# The knicks found a diamond..



## grizzoistight (Jul 16, 2002)

Ronald Blackshear..
i saw him play in high school.. ( he was on jumaine jones team) this kid can score quicker than anyone that came out of this draft!!!
Blackshear, 25, is an NBA rookie who played two years at Marshall University after his freshman season at Temple. The 6-5, 210-pound guard averaged 20.3 points for the Thundering Herd during his junior season of 2002-03 to rank 35th in the nation and sixth in the MAC. 


Look at some these games.. 

I think in the 02 season he hit 15 threes one game


----------



## Knicksbiggestfan (Apr 29, 2003)

He seems to turn the ball over a lot. 


He is a SG correct?


I am not familiar with college basketball at all, ( other than the one I attend) so in looking at this list what are the top three teams Marshall played against?


----------



## Priest (Jun 24, 2003)

he is good and all but when he played against top d1 teams he didnt do so well


----------



## JNice (Jul 13, 2002)

Did he sign a guaranteed contract?


----------



## Rashidi (Oct 2, 2003)

No, the Knicks already have 15 guaranteed contracts. Which means he likely won't make the roster.


----------

***

STATED EXERCISE A:
According to the forum thread, what was Blackshear's scoring average for the Thundering Herd in his junior season?
STATED EXERCISE B:
Reproduce verbatim the portion of the forum thread starting with "## grizzoistight (Jul" and going on through "of this draft!!!".

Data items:
***

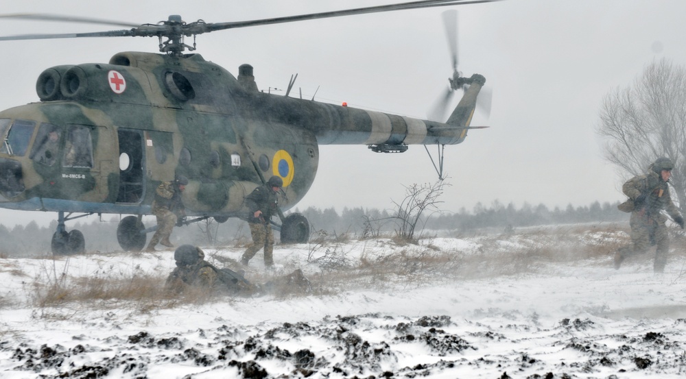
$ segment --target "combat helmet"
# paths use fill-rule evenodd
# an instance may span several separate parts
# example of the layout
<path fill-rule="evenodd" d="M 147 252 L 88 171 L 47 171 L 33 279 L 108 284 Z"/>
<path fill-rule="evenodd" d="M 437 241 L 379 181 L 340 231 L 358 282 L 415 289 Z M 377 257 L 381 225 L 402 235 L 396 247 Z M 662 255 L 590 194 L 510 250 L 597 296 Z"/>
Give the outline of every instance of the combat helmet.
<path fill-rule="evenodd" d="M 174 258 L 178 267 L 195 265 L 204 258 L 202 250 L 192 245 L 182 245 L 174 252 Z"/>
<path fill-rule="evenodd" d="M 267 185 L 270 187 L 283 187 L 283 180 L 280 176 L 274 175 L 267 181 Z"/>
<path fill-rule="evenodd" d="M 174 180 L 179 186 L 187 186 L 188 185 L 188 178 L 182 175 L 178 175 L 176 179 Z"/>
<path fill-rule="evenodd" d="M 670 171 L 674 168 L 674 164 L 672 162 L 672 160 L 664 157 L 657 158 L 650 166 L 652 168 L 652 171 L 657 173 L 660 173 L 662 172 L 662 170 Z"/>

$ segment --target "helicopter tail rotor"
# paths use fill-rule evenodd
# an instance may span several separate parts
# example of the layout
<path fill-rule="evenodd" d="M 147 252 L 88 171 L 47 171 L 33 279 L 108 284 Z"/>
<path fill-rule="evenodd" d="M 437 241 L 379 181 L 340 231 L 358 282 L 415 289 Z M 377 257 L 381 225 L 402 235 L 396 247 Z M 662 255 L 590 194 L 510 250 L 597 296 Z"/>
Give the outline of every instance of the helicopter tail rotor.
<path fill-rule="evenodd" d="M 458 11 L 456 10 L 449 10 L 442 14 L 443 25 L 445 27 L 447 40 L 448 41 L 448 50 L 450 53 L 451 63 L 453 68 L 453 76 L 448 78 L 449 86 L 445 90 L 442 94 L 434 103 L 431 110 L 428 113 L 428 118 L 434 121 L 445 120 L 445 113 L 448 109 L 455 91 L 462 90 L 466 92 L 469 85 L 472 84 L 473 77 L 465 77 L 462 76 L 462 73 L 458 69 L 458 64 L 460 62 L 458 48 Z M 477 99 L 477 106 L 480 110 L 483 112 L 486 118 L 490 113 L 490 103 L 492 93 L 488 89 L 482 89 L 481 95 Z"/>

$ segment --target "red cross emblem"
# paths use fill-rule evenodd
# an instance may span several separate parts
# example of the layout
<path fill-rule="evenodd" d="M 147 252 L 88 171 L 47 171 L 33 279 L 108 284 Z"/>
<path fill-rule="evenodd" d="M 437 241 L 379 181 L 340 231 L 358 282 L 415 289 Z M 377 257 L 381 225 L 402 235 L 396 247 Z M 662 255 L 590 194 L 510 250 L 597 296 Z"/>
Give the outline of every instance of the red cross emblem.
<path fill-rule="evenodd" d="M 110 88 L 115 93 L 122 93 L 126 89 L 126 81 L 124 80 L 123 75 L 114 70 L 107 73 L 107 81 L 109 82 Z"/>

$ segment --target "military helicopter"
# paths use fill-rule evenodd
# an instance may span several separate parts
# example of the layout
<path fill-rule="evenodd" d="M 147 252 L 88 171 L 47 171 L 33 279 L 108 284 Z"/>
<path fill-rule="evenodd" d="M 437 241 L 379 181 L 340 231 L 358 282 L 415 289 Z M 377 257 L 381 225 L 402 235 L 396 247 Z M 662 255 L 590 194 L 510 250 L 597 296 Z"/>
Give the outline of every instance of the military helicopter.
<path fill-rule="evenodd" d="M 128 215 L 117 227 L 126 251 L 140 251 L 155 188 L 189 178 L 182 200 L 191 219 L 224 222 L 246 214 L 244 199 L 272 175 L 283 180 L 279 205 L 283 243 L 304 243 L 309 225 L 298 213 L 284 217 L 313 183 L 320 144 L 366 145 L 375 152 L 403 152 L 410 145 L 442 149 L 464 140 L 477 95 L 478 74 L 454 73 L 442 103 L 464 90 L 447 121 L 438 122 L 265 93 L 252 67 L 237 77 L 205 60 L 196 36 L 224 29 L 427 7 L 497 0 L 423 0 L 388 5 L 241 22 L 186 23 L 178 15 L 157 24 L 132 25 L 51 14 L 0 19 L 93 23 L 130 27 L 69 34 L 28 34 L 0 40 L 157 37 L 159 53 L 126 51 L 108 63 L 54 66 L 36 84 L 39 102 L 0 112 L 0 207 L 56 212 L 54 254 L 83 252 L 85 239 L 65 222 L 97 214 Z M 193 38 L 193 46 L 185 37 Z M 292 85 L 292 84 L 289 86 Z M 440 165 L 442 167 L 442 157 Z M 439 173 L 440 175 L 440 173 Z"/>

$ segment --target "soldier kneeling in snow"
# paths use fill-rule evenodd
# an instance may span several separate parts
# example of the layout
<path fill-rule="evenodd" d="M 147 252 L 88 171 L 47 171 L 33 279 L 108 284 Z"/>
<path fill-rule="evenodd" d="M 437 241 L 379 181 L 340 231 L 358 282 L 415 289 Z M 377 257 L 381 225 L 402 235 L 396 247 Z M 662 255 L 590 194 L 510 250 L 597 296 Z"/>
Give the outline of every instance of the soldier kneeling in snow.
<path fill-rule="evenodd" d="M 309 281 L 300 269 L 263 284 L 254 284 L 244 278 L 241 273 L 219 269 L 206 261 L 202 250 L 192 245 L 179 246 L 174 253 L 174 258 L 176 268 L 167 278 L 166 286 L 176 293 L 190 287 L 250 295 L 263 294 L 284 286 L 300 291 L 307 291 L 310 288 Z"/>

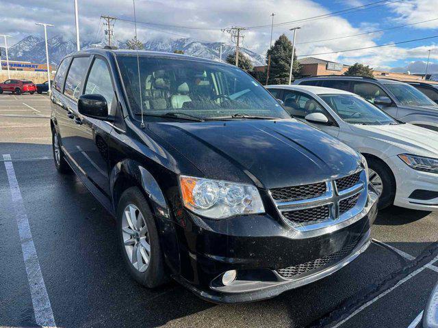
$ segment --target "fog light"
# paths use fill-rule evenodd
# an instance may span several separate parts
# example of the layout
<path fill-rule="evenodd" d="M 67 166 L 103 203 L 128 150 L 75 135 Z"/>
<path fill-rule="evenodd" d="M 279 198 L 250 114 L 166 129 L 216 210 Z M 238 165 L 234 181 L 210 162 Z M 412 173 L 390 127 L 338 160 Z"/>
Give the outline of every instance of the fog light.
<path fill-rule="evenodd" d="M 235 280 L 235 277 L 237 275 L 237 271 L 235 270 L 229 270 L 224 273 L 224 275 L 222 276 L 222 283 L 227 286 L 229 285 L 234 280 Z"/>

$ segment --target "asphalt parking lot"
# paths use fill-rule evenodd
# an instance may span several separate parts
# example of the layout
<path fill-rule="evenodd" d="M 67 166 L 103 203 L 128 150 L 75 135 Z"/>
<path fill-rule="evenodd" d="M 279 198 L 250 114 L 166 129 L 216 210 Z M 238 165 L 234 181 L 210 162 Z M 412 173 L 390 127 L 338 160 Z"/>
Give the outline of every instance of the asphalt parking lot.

***

RIGHT ANSWER A:
20.3 points

RIGHT ANSWER B:
## grizzoistight (Jul 16, 2002)

Ronald Blackshear..
i saw him play in high school.. ( he was on jumaine jones team) this kid can score quicker than anyone that came out of this draft!!!